- _Dati per l'esercizio_
··········

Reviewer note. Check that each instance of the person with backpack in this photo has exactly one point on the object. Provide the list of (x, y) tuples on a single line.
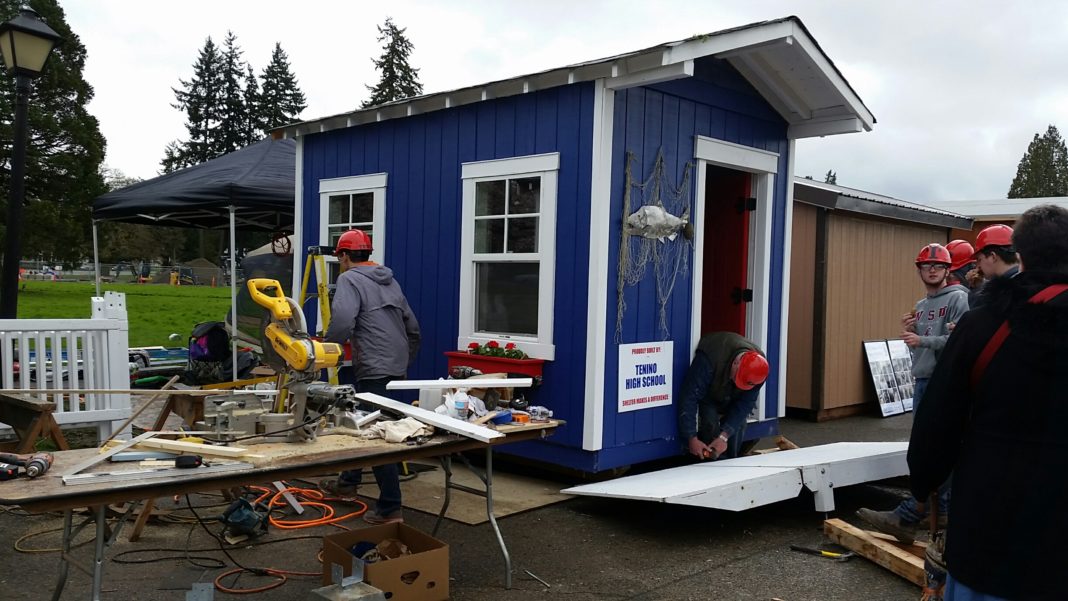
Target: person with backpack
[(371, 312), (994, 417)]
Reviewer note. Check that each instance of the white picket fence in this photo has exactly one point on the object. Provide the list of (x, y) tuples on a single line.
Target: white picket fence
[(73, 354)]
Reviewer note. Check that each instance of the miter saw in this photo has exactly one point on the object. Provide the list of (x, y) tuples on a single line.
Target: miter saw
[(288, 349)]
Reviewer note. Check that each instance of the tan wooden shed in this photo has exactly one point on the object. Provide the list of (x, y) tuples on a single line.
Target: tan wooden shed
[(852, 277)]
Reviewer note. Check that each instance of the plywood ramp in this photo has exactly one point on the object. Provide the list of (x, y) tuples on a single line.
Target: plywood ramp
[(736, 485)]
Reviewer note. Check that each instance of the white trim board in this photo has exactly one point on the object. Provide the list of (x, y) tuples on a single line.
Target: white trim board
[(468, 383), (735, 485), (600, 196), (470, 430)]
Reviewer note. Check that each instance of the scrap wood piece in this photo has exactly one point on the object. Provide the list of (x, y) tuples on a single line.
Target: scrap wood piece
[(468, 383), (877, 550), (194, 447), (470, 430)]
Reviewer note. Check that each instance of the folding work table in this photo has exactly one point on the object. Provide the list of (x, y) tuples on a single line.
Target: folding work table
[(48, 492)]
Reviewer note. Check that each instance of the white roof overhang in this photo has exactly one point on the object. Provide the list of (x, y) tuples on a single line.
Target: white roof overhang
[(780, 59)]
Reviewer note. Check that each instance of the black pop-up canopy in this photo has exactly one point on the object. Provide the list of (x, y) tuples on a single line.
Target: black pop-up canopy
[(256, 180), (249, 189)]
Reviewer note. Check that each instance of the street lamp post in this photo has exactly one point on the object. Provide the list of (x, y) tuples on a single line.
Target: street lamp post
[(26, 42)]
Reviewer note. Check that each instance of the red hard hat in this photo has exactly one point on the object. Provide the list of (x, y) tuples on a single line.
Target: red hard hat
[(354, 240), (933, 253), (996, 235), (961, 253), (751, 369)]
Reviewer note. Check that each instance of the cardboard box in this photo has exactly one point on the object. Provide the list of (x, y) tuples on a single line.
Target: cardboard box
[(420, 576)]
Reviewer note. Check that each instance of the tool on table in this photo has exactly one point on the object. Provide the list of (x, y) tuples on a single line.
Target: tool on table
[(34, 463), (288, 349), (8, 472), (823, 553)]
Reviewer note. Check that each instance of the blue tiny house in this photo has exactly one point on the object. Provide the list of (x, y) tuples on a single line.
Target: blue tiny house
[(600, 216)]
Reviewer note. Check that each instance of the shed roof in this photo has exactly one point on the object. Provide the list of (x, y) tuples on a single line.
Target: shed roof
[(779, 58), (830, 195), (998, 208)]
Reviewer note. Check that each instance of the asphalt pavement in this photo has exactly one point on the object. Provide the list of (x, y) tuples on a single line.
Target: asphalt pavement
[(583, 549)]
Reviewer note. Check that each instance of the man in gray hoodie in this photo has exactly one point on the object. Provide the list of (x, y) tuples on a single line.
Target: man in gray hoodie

··········

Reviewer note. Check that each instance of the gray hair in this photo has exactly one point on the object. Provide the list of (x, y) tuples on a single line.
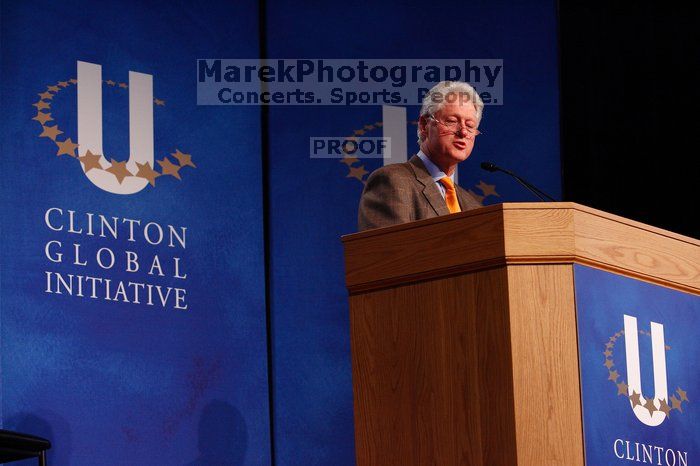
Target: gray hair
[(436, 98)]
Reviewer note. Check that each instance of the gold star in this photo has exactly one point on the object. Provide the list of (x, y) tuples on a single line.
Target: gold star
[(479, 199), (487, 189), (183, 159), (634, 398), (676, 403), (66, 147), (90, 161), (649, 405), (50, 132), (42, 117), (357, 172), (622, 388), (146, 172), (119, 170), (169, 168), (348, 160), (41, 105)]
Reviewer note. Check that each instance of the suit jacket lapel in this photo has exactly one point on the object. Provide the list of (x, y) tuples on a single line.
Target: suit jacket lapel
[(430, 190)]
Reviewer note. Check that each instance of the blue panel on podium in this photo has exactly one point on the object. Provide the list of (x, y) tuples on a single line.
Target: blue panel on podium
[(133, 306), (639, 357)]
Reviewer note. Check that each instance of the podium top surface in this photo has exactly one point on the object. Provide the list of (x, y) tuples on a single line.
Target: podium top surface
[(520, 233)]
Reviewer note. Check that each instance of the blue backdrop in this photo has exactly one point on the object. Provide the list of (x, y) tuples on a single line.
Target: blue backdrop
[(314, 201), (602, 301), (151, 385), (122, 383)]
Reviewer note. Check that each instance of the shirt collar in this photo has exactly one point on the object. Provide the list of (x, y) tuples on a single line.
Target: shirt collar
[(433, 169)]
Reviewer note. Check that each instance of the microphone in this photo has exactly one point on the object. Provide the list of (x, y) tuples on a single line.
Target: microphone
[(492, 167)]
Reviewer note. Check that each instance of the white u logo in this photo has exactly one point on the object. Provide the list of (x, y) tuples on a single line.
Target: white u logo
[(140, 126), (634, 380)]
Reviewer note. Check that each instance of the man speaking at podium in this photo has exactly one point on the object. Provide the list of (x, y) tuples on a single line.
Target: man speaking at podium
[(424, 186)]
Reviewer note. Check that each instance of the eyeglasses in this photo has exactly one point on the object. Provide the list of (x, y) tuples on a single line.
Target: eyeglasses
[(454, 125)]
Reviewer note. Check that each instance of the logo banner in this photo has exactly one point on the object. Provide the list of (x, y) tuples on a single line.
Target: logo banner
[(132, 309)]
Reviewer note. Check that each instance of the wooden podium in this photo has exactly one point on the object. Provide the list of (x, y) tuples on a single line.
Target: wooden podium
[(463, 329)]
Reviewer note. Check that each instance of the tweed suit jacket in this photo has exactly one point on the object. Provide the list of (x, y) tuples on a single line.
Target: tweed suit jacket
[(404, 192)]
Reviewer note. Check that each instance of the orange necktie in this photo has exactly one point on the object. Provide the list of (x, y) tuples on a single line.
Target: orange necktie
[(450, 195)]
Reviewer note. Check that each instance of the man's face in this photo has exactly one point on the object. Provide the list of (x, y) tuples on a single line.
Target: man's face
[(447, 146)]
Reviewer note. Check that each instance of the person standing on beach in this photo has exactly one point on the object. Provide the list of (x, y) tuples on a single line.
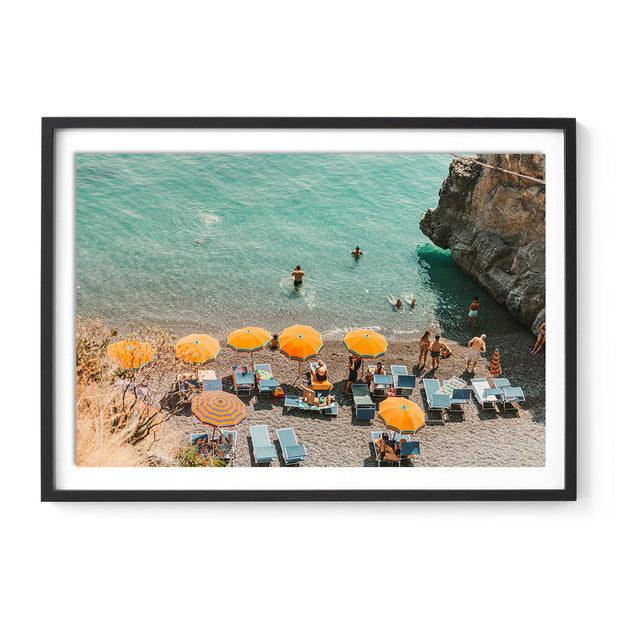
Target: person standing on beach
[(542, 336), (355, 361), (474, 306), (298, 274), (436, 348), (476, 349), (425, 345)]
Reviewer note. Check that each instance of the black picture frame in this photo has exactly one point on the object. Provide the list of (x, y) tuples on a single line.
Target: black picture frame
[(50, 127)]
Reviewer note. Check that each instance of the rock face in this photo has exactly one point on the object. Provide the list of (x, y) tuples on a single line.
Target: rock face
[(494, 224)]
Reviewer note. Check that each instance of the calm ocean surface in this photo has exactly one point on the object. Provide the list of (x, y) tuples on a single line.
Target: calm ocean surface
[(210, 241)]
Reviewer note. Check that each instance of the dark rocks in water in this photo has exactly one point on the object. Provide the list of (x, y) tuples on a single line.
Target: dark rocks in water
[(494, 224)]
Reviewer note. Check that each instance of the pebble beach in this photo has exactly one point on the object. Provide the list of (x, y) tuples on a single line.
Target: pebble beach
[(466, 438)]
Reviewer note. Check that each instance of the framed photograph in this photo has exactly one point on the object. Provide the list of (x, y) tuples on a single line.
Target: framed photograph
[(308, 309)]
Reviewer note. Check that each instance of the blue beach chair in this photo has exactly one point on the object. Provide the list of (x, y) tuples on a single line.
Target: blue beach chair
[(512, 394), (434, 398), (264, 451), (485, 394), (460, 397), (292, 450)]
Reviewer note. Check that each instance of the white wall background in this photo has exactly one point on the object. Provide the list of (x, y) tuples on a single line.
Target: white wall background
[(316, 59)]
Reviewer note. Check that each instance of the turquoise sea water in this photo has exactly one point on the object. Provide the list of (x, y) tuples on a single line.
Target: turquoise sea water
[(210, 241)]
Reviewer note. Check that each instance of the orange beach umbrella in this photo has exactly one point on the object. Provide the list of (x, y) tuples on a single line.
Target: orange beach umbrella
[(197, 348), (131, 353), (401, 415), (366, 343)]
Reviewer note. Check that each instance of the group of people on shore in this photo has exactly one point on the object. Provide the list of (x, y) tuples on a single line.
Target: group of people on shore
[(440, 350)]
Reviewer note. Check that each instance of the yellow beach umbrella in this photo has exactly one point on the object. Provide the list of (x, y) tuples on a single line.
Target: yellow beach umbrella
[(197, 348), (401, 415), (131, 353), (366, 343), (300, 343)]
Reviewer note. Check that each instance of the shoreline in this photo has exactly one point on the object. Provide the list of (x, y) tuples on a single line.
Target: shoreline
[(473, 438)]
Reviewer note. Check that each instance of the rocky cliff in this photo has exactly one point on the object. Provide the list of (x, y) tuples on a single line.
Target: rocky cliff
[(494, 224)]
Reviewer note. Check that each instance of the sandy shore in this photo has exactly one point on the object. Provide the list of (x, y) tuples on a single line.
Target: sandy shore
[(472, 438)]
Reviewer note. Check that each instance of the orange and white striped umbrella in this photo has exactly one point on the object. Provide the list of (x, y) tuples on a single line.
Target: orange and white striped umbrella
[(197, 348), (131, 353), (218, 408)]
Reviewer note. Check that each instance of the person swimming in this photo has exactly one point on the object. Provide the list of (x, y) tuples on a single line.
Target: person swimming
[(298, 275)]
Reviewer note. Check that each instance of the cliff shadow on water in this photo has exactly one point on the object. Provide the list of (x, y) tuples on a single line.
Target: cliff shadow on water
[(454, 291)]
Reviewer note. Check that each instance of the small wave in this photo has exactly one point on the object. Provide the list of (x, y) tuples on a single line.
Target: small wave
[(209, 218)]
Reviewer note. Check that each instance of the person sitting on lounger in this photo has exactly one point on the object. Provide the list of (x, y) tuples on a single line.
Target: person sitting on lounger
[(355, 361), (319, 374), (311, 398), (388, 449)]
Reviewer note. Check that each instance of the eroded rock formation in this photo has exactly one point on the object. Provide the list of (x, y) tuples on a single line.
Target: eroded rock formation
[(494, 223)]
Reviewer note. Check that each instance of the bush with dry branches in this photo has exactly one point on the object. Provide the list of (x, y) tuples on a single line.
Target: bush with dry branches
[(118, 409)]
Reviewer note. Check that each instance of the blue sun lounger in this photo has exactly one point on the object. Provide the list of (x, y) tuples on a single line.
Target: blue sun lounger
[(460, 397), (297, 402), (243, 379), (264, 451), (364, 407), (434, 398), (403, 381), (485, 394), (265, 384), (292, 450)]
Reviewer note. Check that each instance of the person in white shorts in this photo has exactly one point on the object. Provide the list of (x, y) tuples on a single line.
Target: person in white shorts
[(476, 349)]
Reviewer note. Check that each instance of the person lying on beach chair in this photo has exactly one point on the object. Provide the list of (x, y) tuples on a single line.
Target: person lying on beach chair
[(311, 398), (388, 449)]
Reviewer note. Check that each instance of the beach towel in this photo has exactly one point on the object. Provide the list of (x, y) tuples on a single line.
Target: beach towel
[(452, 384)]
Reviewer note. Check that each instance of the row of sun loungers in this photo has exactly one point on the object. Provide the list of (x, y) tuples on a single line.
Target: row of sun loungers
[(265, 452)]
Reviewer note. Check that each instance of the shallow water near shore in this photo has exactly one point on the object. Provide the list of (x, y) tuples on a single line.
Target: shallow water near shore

··········

- _Esercizio_
Ricopia parola per parola le righe dei dati che vanno da quella contenente "Reviewer note. Check that each instance of the orange beach" fino a quella contenente "[(472, 438)]", entrambe incluse.

- _Risultato_
Reviewer note. Check that each instance of the orange beach umbrella in this photo has exactly one point on the object. Provide the list of (x, y) tuples on a single line.
Target: orange beach umbrella
[(197, 348), (131, 353), (401, 415), (366, 343)]
Reviewer note. Check that each instance of the group of people on shore in this photo has exactly one point on the object. Provide the list of (x, y) tuples on a single line.
Target: group of people on shore
[(440, 350)]
Reviewer note. Check that each instance of the yellow beach umbrella in this photo has exactly one point on the object. Provide the list of (x, y) tuples on a single line.
Target: yellow beach umbrella
[(197, 348), (401, 415), (131, 353), (366, 343), (300, 343)]
Reviewer note. Check that each instance of the shoreline in this photo has exactly one point on the object. Provide the list of (x, y) tuples on a single line.
Target: shoreline
[(473, 438)]
Reviewer note. Check that each instance of the rocky cliff in this photo has exactly one point on the object. Provide the list of (x, y) tuples on a single line.
Target: rocky cliff
[(494, 224)]
Reviewer note. Check that each instance of the sandy shore in this photo has exactly one point on the object. Provide the list of (x, y) tuples on a single line.
Target: sandy shore
[(472, 438)]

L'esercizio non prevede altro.